→ **Task instructions**
Please tally the lines in the material below that contain the word "person", and give the count only.

── Excerpted data ──

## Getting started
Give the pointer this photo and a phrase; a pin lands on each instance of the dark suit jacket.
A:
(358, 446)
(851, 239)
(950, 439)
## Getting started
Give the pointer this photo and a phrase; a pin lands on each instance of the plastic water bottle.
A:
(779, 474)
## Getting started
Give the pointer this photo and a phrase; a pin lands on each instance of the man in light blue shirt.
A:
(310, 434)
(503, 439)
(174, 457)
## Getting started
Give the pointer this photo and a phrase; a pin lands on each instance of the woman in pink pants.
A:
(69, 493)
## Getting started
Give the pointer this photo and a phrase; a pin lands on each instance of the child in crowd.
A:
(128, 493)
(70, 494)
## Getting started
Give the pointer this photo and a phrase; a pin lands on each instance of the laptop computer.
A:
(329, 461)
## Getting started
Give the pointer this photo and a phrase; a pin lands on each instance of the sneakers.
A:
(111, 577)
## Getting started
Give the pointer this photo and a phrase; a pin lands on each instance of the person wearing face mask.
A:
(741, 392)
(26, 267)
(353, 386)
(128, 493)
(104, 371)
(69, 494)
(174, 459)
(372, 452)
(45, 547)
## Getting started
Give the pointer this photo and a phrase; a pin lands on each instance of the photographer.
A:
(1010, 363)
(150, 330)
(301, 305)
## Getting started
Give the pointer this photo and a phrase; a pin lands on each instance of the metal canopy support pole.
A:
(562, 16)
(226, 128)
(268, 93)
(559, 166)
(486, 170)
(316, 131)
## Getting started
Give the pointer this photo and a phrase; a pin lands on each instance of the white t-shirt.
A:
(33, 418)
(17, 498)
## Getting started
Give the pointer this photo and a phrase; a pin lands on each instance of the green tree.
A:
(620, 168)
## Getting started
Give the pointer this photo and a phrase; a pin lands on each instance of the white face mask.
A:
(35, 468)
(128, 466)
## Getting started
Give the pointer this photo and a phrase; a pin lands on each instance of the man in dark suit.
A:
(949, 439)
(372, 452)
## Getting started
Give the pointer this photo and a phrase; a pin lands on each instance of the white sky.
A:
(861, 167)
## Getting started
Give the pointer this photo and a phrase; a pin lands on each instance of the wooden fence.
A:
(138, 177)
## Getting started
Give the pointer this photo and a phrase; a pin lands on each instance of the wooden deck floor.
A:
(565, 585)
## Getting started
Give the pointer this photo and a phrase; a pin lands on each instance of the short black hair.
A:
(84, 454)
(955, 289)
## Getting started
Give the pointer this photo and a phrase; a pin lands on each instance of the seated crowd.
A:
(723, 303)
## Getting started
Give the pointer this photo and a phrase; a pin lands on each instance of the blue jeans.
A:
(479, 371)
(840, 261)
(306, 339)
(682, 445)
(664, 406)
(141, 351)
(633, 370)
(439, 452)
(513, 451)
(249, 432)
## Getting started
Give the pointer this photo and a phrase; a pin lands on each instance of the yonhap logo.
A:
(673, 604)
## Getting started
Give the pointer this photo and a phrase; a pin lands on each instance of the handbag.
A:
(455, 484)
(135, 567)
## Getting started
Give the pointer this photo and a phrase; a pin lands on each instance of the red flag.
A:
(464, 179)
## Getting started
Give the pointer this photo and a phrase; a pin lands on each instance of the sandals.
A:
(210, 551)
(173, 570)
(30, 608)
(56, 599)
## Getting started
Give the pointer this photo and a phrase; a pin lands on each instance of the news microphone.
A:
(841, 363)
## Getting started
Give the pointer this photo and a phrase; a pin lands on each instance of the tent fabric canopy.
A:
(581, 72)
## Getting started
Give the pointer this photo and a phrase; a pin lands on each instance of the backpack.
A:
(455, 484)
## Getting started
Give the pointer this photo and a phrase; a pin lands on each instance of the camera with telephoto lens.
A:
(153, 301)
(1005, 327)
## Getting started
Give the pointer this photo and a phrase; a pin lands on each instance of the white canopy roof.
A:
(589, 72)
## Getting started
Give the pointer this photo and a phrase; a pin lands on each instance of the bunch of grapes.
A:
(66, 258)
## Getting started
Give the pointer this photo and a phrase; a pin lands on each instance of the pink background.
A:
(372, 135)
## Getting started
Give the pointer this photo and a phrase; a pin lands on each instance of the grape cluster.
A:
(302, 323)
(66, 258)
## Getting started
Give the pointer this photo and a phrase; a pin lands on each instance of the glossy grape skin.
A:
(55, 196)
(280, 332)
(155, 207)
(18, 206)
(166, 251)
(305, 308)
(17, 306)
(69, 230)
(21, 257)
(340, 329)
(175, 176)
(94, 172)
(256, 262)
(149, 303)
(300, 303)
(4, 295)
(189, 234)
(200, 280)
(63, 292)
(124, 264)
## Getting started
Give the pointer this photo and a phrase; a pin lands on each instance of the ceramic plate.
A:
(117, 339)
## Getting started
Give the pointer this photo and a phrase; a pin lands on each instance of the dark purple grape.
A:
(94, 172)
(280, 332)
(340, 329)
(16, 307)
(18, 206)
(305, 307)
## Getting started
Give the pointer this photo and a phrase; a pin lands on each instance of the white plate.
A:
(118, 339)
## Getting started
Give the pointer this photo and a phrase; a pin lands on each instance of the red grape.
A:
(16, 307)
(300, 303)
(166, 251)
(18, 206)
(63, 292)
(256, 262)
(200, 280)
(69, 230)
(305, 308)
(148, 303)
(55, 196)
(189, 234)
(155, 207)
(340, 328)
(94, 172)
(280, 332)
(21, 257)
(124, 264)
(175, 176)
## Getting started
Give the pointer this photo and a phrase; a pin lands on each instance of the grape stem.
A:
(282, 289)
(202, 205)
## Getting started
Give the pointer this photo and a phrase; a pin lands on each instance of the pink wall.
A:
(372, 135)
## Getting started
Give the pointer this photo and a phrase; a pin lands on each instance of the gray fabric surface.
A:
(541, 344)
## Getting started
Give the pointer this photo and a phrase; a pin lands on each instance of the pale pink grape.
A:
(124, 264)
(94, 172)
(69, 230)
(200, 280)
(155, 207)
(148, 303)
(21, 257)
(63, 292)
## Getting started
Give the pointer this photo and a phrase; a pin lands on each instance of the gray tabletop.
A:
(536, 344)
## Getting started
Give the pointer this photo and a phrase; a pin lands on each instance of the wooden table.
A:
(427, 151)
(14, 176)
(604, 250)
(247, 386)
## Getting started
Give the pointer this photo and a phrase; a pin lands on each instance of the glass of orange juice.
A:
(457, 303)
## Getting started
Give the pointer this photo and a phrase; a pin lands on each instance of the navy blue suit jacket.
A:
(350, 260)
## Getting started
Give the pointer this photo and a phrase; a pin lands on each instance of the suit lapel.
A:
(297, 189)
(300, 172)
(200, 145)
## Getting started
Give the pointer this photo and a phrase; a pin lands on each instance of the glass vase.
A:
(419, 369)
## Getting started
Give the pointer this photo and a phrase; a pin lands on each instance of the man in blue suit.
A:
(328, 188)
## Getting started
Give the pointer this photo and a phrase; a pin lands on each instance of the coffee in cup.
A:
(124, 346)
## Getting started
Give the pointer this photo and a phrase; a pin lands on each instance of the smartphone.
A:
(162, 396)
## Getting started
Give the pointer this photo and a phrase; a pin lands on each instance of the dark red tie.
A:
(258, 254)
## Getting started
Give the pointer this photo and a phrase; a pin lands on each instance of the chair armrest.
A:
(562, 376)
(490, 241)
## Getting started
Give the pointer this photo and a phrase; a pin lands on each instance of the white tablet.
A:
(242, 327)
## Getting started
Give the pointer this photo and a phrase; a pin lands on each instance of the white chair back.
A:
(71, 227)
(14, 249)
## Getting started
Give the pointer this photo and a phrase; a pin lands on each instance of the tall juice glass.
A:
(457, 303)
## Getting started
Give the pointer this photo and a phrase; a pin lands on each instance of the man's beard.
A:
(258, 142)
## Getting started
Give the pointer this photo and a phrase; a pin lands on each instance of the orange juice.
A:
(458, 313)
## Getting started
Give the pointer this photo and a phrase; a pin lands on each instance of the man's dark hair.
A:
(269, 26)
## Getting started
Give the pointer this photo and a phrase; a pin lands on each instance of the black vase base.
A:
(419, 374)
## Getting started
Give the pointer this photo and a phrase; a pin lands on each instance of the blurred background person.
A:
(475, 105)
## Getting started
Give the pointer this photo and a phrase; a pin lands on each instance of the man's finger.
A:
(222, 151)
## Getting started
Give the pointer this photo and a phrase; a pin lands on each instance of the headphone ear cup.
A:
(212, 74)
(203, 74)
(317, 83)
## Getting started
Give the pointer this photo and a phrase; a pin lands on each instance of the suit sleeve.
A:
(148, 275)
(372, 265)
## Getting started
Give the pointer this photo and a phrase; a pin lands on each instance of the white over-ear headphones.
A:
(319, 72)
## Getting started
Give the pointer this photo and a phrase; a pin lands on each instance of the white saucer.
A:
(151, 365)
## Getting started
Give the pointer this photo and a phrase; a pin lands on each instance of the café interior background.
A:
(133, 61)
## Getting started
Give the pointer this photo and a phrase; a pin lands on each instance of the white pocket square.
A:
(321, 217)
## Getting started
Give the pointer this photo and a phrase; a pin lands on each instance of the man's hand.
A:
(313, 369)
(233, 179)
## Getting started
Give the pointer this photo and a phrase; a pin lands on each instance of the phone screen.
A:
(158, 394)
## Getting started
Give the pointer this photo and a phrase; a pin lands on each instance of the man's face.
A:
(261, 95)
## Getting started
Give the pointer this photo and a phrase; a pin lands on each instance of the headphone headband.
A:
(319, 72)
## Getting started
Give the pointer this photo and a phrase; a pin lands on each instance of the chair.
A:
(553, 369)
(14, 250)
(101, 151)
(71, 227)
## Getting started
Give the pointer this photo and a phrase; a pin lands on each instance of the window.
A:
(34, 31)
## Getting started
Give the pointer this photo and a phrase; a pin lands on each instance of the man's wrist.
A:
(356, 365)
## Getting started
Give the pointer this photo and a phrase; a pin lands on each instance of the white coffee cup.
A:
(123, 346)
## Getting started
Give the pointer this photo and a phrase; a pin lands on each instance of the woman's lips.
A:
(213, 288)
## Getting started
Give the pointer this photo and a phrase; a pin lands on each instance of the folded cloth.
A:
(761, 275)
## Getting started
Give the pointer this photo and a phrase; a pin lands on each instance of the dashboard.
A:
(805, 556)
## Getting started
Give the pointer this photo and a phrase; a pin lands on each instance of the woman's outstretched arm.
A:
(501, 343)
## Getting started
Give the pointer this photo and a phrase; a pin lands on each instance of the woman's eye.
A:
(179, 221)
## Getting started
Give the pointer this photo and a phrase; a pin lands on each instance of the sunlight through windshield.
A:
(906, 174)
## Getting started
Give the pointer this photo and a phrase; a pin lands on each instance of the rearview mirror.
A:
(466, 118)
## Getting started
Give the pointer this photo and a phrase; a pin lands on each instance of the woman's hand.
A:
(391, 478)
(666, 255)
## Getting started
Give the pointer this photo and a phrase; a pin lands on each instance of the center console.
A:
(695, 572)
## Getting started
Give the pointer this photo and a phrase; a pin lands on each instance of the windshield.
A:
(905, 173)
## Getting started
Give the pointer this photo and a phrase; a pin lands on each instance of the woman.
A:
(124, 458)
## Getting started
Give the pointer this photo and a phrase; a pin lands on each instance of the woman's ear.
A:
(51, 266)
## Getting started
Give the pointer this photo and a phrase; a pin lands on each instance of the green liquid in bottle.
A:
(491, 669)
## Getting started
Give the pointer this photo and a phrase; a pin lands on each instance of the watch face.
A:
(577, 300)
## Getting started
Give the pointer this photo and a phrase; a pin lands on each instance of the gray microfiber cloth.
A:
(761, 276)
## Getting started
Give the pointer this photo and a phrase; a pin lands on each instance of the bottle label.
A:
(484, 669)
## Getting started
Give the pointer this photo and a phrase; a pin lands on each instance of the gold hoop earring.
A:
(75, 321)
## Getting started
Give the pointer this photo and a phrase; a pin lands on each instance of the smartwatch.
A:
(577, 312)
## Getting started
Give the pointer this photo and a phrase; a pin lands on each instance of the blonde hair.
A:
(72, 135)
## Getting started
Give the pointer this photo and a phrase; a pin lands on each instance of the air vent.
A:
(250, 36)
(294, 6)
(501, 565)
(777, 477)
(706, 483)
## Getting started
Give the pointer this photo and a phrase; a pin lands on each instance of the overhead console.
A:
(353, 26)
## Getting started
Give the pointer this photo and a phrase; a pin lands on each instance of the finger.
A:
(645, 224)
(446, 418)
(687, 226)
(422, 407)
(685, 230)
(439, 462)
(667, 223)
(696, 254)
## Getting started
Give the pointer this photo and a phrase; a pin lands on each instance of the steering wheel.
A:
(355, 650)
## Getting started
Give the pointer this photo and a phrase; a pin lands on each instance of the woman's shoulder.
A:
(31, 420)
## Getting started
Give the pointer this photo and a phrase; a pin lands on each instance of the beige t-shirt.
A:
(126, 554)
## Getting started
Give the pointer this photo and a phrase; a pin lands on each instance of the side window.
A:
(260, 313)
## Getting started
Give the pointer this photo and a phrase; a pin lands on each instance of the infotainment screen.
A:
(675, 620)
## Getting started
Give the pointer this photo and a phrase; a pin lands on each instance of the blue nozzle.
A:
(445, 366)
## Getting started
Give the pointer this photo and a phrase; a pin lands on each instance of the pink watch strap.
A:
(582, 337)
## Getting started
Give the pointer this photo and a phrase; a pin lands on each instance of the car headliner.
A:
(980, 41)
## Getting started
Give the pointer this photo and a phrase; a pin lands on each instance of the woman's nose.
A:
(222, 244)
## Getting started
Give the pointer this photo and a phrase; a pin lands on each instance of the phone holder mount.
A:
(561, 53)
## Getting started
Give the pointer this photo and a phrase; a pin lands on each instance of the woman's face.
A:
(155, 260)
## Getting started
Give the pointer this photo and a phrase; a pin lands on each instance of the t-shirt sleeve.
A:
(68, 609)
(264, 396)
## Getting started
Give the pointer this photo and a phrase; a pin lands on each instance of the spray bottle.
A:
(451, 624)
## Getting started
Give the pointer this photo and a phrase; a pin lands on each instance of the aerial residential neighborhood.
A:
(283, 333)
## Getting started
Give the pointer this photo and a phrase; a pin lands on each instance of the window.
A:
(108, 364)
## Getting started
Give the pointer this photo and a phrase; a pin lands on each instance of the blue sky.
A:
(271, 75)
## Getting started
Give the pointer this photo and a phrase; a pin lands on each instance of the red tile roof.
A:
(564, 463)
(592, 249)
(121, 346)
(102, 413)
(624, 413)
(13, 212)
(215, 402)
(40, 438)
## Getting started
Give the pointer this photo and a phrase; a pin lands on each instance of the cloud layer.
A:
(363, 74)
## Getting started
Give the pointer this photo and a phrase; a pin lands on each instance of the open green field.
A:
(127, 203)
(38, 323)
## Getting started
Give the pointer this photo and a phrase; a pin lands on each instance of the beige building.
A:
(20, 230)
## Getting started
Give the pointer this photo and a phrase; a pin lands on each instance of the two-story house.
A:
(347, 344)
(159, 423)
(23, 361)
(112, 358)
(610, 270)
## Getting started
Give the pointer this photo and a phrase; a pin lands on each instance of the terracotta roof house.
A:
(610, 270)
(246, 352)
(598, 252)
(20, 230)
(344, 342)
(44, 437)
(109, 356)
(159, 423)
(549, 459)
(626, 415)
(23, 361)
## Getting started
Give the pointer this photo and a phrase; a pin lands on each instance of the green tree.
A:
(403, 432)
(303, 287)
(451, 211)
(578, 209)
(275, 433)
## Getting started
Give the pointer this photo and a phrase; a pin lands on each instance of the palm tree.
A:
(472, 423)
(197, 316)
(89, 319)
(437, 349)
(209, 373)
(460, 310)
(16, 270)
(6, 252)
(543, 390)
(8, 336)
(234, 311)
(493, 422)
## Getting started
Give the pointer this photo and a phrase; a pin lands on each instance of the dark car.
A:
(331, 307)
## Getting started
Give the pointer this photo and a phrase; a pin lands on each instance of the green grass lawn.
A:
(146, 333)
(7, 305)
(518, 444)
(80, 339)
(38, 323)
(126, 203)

───

→ **Solution**
2